## Your objective
Could you retype the stretch of the records from the line containing "target: tea bush" through the line containing "140], [179, 158]]", both included, and nothing else?

☆ ☆ ☆ ☆

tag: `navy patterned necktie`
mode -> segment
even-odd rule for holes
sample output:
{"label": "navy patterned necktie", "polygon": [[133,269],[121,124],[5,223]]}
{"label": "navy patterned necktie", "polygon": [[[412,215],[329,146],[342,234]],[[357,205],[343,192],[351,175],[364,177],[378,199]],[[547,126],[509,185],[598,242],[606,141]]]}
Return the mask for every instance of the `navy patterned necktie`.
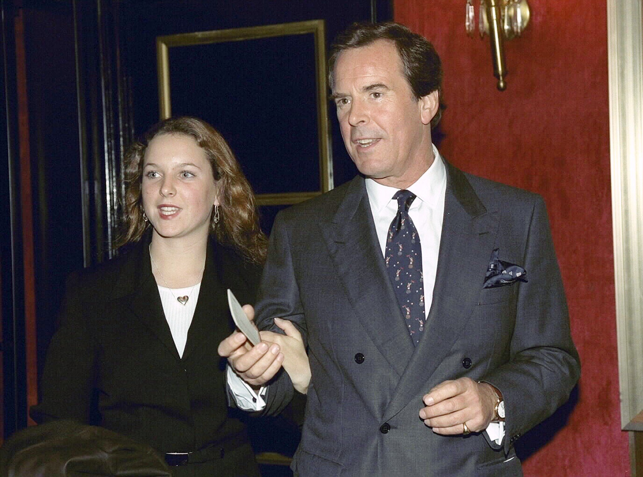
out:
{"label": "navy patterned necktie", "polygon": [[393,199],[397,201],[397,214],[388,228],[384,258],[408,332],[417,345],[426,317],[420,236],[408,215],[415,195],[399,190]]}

☆ ☆ ☆ ☆

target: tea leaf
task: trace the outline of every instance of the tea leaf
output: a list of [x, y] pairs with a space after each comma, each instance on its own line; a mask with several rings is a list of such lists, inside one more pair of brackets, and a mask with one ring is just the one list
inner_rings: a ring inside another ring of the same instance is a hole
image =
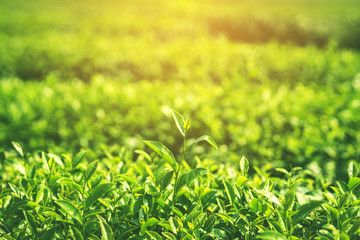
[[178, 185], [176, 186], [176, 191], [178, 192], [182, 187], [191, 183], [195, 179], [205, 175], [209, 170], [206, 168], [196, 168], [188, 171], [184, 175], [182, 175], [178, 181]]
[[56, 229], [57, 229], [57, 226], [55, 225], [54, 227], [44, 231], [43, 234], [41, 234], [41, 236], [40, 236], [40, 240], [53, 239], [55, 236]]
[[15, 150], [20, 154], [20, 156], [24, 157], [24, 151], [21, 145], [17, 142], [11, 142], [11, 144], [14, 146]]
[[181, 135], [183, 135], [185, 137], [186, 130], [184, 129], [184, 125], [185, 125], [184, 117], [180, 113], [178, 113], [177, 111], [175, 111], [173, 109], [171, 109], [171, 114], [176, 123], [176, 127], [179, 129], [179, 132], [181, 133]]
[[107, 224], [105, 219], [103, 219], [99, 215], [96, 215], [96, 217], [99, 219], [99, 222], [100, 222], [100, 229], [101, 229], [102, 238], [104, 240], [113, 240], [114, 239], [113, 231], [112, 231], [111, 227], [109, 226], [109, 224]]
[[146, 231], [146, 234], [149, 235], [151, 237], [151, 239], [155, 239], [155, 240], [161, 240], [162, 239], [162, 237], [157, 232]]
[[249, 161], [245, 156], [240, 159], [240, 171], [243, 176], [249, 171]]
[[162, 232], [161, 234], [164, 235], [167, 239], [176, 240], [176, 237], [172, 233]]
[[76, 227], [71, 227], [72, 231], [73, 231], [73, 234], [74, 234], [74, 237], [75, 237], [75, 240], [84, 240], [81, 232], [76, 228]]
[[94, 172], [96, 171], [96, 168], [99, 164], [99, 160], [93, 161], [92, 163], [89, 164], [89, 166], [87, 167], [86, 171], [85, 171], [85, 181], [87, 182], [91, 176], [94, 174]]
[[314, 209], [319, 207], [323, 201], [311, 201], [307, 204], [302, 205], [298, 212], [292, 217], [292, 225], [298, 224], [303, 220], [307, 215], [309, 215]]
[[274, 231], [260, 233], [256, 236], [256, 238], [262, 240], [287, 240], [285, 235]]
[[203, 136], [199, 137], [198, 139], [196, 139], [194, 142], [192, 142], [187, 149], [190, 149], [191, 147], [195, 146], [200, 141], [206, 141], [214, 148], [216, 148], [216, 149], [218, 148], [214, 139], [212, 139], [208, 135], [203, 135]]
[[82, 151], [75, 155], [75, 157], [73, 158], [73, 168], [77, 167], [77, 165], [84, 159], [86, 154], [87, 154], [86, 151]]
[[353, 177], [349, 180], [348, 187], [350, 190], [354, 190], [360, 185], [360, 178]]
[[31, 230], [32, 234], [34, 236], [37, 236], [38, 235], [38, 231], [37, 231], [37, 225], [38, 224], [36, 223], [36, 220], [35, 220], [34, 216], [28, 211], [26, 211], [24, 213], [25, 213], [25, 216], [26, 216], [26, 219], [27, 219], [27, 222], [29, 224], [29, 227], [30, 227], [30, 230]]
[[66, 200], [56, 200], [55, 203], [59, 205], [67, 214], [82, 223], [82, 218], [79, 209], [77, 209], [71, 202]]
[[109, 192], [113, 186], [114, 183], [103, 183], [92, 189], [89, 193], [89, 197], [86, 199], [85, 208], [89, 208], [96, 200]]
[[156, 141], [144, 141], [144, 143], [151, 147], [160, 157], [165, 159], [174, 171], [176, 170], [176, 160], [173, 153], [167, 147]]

☆ ☆ ☆ ☆

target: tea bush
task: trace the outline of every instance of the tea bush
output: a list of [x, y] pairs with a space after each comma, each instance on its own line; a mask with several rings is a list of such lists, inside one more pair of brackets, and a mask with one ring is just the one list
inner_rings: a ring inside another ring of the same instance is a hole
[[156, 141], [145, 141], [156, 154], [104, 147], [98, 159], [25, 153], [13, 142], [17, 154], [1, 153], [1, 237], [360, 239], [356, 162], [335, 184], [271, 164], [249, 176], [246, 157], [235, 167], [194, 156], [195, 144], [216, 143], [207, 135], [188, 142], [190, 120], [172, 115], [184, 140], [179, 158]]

☆ ☆ ☆ ☆

## Problem solution
target: tea bush
task: trace the outline of every instance of the tea bush
output: a list of [x, y] pairs with a space after each comma, each instance on its own line; a mask with several rings is a list of such lists, inside one more pair of brackets, and a mask with one ring is just the one list
inner_rings: a ring inside another ring of the same instance is a hole
[[156, 141], [145, 141], [156, 154], [104, 147], [98, 159], [25, 153], [13, 142], [17, 154], [1, 153], [1, 237], [360, 239], [356, 162], [335, 184], [271, 164], [249, 176], [246, 157], [235, 167], [194, 156], [195, 144], [216, 143], [207, 135], [188, 142], [190, 120], [172, 115], [184, 140], [179, 158]]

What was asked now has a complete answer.